Un pas devant l’autre, les piétons sont de retour.

Par Antoine Astruc.

Il y a quelques mois le journal écolo Nouvel Obs titrait « Piétons, bientôt la revanche », cela fut suivi par l’apparition dans de très nombreux programmes politiques d’un intérêt pour les piétons…
La séquence électorale terminée, les nouvelles municipalités devraient alors enfin pendre en compte le marcheur en lien avec le constat fait par la presse que le piéton est sur le retour. Car celui-ci fut l’abandonné des dernières années, si le cycliste, tout aussi victime de l’accaparement automobile des villes, peut dorénavant compter sur des politiques de plus en plus ambitieuses, le piéton reste le dernier maillon de la ville.
Il est tellement relégué dans les placards des politiques de transport qu’il fait souvent l’objet de politiques protectionnistes. Comme si le piéton était rare, fragile, faible, on conçoit des moyens de le protéger derrière des barrières, des feux, des trottoirs…
Peu de villes pensent le trajet du piéton, sa qualité, son efficacité. Les passages piétons, signent leur défaite sur la voiture (les bandes blanches semblent seulement indiquer la potentialité du passage de piéton, dans le même registre qu’un passage de sanglier. Les espèces vivantes sont alors des intrus sur le passage des automobiles).

——————

**CONSIGNE**: Poursuivez le texte sur les piétons en ville à partir de sa dernière phrase. La liste qui suit est un matériel à part, sans lien avec le texte sur les piétons en ville.

——————

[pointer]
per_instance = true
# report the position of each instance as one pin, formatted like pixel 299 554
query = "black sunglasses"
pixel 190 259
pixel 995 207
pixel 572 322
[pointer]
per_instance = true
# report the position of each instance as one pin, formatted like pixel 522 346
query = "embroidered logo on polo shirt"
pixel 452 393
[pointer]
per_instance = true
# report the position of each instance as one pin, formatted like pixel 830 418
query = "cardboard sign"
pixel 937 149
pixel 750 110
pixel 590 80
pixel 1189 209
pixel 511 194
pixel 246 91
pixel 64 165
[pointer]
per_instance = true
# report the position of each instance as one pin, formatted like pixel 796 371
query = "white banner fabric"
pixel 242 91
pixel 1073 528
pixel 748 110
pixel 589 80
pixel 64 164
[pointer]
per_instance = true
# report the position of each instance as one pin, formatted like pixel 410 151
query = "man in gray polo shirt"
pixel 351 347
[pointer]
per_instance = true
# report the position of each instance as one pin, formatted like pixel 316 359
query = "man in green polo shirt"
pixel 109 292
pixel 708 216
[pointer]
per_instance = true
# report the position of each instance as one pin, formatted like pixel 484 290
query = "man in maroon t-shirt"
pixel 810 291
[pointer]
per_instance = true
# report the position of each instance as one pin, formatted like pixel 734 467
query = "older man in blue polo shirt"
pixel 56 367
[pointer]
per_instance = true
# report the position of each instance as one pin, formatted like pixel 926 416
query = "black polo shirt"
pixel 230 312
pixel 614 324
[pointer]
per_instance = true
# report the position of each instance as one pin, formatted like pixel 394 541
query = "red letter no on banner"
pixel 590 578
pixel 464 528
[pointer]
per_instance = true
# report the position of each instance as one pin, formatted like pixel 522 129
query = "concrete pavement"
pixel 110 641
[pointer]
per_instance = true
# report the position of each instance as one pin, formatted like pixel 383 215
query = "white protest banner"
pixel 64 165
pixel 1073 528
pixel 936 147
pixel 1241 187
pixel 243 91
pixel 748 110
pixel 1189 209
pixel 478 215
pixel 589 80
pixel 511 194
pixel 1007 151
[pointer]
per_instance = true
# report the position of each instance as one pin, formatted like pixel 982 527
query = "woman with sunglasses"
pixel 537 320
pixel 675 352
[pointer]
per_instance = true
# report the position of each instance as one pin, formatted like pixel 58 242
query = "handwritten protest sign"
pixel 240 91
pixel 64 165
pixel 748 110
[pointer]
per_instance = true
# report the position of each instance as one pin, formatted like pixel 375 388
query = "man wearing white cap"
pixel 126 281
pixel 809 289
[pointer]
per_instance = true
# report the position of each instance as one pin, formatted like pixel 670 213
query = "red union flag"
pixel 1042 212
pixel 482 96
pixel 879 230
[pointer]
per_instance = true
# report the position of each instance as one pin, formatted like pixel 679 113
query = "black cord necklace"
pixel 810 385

——————

**RÉPONSE PROPOSÉE**:
Cependant, ces dernières années les villes se sont intéressées à des piétons particuliers : le piéton client. Celui-ci a eu le droit à des rues piétonnes, de nouvelles places, des trottoirs élargis, des animations… Toutes les politiques piétonnes ont été pour lui. Alors que son frère non-client : le badaud, le promeneur, le vagabond, le travailleur n’a eu droit qu’à quelques aménagements sécuritaires de-ci de-là…
En effet, en dehors des hypercentres piétonnisés, il est difficile de trouver trace d’une politique piétonne (ou pédestre) : pas de passerelles sur les routes, pas de rues piétonnes entre ma maison et la fac, pas d’animation le matin quand je vais au travail. C’est à peine si les conditions de sécurité ont évolué, il existe à Caen des zones d’activités récentes où il y a tout simplement pas de trottoir !

Et pourtant, le piéton n’est-il pas l’acteur quasi-unique de la ville ?
Le premier et le second rôle, le chœur et l’orchestre ?
Sans être piéton centré, il faut tout de même faire remarquer que le piéton apporte de la vie aux lieux où il marche, d’ailleurs comment appelons nous une ville sans piétons ? N’est ce pas une ville fantôme ? Et comment appelons nous un quartier sans piéton ? Une zone industrielle ??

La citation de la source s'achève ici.